Exercise: Extract every line of the rows below that contains the word "track", copying each line in full.

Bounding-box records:
____________
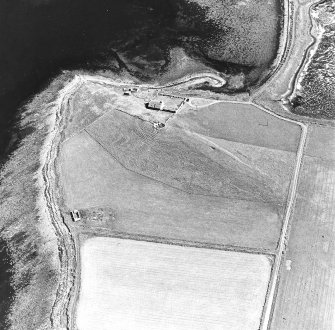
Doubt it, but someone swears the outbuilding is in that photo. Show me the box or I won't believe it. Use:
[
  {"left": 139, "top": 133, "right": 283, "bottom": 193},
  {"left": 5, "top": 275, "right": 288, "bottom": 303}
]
[{"left": 147, "top": 100, "right": 164, "bottom": 110}]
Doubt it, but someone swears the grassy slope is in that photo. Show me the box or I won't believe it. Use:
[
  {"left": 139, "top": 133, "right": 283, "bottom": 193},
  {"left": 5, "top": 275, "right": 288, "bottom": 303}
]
[{"left": 272, "top": 127, "right": 335, "bottom": 330}]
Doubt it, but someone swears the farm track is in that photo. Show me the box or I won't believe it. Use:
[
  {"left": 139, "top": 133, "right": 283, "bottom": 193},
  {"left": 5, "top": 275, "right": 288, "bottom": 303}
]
[{"left": 46, "top": 75, "right": 307, "bottom": 329}]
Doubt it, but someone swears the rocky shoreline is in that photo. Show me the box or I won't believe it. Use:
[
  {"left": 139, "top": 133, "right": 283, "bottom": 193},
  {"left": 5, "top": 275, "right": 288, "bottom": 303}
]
[{"left": 0, "top": 73, "right": 72, "bottom": 329}]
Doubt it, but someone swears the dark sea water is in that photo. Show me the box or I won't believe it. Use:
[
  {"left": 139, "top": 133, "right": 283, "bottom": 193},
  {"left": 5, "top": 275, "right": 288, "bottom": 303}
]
[
  {"left": 0, "top": 239, "right": 14, "bottom": 329},
  {"left": 0, "top": 0, "right": 284, "bottom": 329}
]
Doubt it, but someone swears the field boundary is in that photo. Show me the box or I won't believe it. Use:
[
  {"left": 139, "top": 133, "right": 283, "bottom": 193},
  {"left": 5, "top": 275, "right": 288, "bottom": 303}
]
[
  {"left": 45, "top": 75, "right": 308, "bottom": 330},
  {"left": 80, "top": 231, "right": 276, "bottom": 258}
]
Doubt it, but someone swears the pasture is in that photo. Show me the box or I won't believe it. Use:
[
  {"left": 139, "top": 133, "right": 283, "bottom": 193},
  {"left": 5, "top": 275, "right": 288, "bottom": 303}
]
[
  {"left": 271, "top": 127, "right": 335, "bottom": 330},
  {"left": 171, "top": 102, "right": 301, "bottom": 152},
  {"left": 76, "top": 237, "right": 271, "bottom": 330},
  {"left": 58, "top": 132, "right": 282, "bottom": 250}
]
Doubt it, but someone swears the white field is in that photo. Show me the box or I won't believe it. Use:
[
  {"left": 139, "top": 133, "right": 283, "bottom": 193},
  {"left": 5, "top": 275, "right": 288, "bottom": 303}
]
[{"left": 77, "top": 237, "right": 271, "bottom": 330}]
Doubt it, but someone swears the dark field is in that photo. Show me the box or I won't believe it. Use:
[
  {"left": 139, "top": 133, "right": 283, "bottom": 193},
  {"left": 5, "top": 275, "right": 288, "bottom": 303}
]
[{"left": 292, "top": 1, "right": 335, "bottom": 119}]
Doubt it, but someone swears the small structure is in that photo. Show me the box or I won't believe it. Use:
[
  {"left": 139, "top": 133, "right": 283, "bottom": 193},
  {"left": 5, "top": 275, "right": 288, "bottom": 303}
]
[
  {"left": 71, "top": 210, "right": 81, "bottom": 222},
  {"left": 147, "top": 100, "right": 164, "bottom": 110},
  {"left": 154, "top": 122, "right": 165, "bottom": 129},
  {"left": 123, "top": 87, "right": 138, "bottom": 95}
]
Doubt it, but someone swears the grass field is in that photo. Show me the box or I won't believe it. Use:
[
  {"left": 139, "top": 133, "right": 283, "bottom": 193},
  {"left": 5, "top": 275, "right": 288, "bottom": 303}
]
[
  {"left": 77, "top": 238, "right": 271, "bottom": 330},
  {"left": 59, "top": 132, "right": 281, "bottom": 250},
  {"left": 86, "top": 111, "right": 292, "bottom": 205},
  {"left": 305, "top": 125, "right": 335, "bottom": 161},
  {"left": 271, "top": 128, "right": 335, "bottom": 330},
  {"left": 171, "top": 102, "right": 301, "bottom": 152}
]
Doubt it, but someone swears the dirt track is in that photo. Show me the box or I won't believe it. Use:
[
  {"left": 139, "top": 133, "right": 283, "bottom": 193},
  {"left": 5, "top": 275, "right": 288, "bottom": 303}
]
[{"left": 45, "top": 76, "right": 305, "bottom": 329}]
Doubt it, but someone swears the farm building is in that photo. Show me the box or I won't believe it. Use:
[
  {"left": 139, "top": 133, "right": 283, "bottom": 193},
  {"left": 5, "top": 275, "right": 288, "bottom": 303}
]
[{"left": 147, "top": 100, "right": 164, "bottom": 110}]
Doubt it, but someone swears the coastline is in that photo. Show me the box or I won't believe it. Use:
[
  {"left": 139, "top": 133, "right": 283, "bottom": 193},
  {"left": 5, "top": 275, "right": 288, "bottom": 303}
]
[{"left": 0, "top": 74, "right": 70, "bottom": 330}]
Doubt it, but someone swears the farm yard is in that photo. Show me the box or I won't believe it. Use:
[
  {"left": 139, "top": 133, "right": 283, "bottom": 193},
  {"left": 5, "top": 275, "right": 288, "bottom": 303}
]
[
  {"left": 271, "top": 126, "right": 335, "bottom": 330},
  {"left": 58, "top": 90, "right": 300, "bottom": 252},
  {"left": 76, "top": 237, "right": 271, "bottom": 330}
]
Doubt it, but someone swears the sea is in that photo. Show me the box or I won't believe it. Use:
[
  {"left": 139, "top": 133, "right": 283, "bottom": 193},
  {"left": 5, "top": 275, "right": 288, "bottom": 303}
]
[{"left": 0, "top": 0, "right": 277, "bottom": 329}]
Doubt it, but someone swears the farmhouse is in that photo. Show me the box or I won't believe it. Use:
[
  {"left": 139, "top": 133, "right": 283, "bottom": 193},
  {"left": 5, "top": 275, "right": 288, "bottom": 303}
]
[{"left": 147, "top": 100, "right": 164, "bottom": 110}]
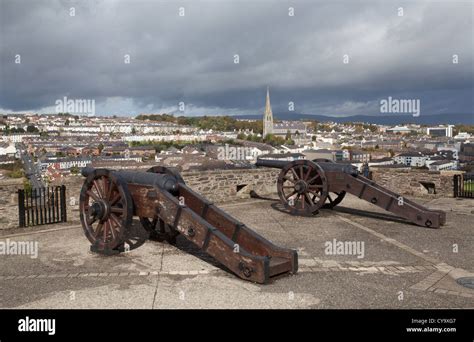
____________
Task solution:
Doubt it, but someone swears the farm track is in that photo. Show me the box or I won't believe it. Use:
Doubt it, but someone swears the dirt track is in that photo. Show me the box or I won't believe it. Use:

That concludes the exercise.